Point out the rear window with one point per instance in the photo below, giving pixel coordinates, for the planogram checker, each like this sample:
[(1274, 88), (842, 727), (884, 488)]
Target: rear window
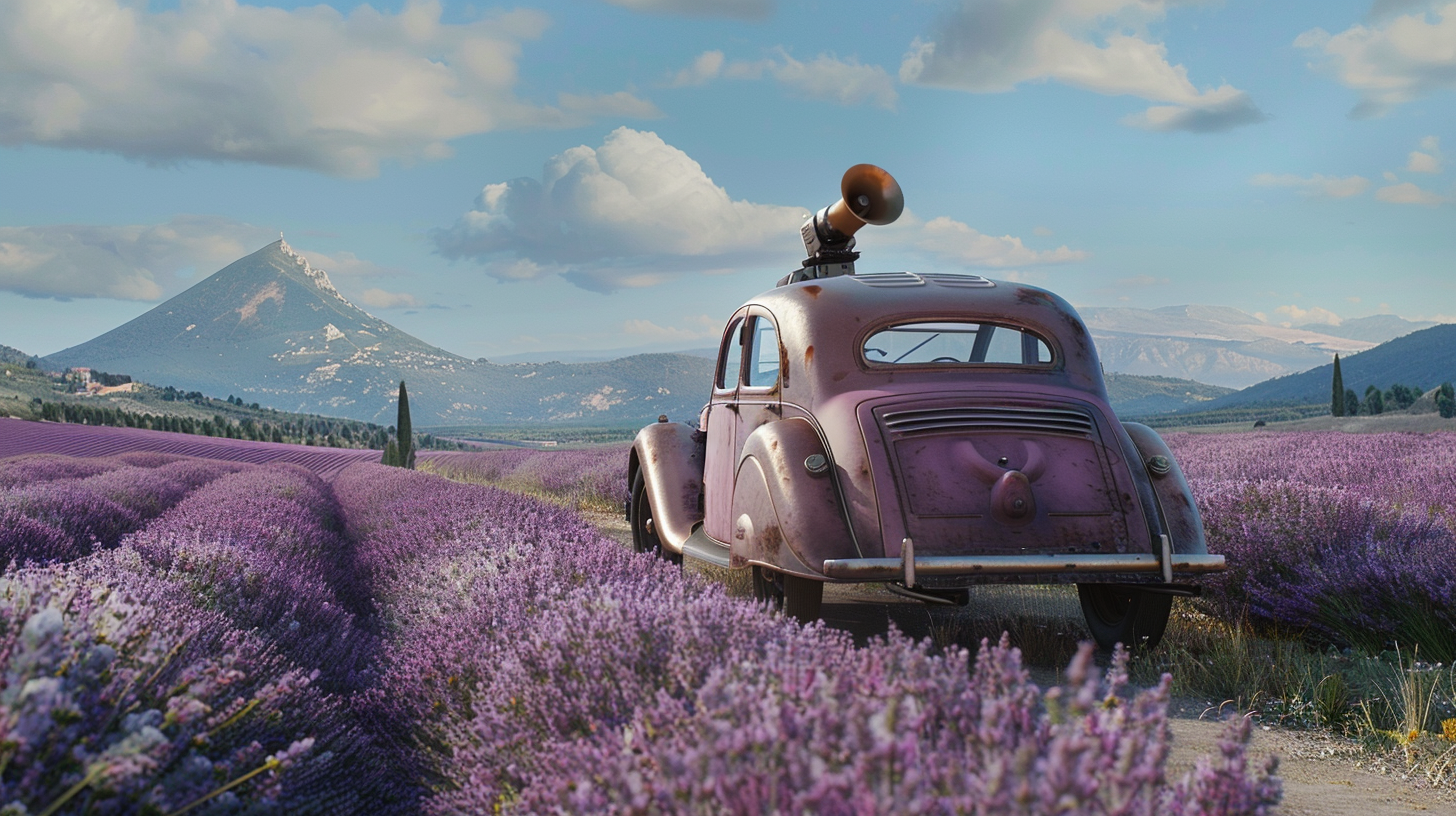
[(955, 344)]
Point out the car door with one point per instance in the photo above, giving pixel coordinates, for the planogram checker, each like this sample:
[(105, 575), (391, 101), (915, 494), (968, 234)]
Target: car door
[(721, 456), (760, 391)]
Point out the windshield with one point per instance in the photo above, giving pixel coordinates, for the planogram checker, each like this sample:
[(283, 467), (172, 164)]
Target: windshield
[(955, 343)]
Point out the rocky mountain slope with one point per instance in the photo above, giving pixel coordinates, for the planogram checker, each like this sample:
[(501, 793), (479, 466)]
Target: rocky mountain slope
[(273, 330)]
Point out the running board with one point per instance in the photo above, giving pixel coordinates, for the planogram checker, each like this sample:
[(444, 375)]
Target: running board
[(703, 548)]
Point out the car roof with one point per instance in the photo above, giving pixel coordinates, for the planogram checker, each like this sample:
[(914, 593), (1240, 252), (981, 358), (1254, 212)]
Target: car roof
[(826, 316)]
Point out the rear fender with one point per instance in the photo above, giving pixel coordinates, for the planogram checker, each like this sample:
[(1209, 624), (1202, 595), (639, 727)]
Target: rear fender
[(1171, 488), (788, 516), (670, 458)]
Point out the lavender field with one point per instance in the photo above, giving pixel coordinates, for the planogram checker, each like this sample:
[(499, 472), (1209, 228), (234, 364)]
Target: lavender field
[(229, 637)]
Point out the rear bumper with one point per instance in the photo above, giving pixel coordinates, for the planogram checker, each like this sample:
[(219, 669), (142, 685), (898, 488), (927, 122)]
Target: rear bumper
[(1050, 564)]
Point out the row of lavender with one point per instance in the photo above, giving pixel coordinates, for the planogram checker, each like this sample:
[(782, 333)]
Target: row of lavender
[(184, 636), (402, 643), (591, 478), (1344, 538), (549, 671)]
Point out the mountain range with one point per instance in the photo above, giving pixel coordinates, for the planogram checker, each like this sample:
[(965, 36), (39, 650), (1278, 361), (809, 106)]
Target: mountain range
[(1423, 359), (270, 328), (1222, 346)]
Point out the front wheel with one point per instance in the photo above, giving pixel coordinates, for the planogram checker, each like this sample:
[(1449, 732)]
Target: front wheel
[(644, 532), (1124, 614), (797, 598)]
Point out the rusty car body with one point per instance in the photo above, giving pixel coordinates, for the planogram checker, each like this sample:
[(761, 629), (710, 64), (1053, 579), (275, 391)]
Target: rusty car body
[(931, 432)]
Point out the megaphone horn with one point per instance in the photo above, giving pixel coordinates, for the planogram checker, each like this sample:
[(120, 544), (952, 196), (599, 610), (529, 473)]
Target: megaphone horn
[(869, 195)]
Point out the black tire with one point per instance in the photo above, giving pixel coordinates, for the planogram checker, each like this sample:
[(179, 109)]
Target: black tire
[(1123, 614), (644, 539), (797, 598)]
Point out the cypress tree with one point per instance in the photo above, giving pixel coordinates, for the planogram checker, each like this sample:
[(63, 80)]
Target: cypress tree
[(406, 437)]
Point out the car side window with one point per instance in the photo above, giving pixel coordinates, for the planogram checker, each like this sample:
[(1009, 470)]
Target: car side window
[(763, 354), (730, 356)]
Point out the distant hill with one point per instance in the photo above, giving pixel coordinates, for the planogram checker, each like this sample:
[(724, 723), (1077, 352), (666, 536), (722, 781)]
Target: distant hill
[(273, 330), (1423, 359), (1134, 395), (1223, 346), (13, 356)]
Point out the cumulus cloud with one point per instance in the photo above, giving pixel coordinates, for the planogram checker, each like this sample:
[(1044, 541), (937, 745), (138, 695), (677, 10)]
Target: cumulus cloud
[(993, 45), (303, 88), (1395, 59), (1427, 159), (128, 263), (638, 212), (951, 241), (1408, 194), (708, 66), (629, 213), (382, 299), (826, 77), (1318, 185), (699, 327), (741, 9), (1306, 316)]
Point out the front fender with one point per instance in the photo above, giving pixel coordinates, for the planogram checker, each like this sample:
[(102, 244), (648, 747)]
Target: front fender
[(670, 458), (1171, 488), (785, 515)]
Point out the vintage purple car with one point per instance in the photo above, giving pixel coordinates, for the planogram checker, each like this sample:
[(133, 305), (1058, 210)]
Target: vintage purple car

*TASK DETAILS:* Copy the lines word for word, starting at the line that has "Point out the megaphone" and stopping after the one that has "[(1123, 614), (644, 539), (797, 598)]".

*WRITTEN SOLUTION:*
Point out the megaphone horn with one point per instance in the photo above, giving pixel coordinates, for the planogram checker, each like this sample:
[(120, 544), (952, 196), (599, 610), (529, 473)]
Target: megaphone horn
[(869, 195)]
Point out the black tire with one point per instance in the photo above, giving pixel coordinates, for the planogram checker, each like this sample:
[(179, 109)]
Target: black tire
[(1123, 614), (644, 539), (797, 598)]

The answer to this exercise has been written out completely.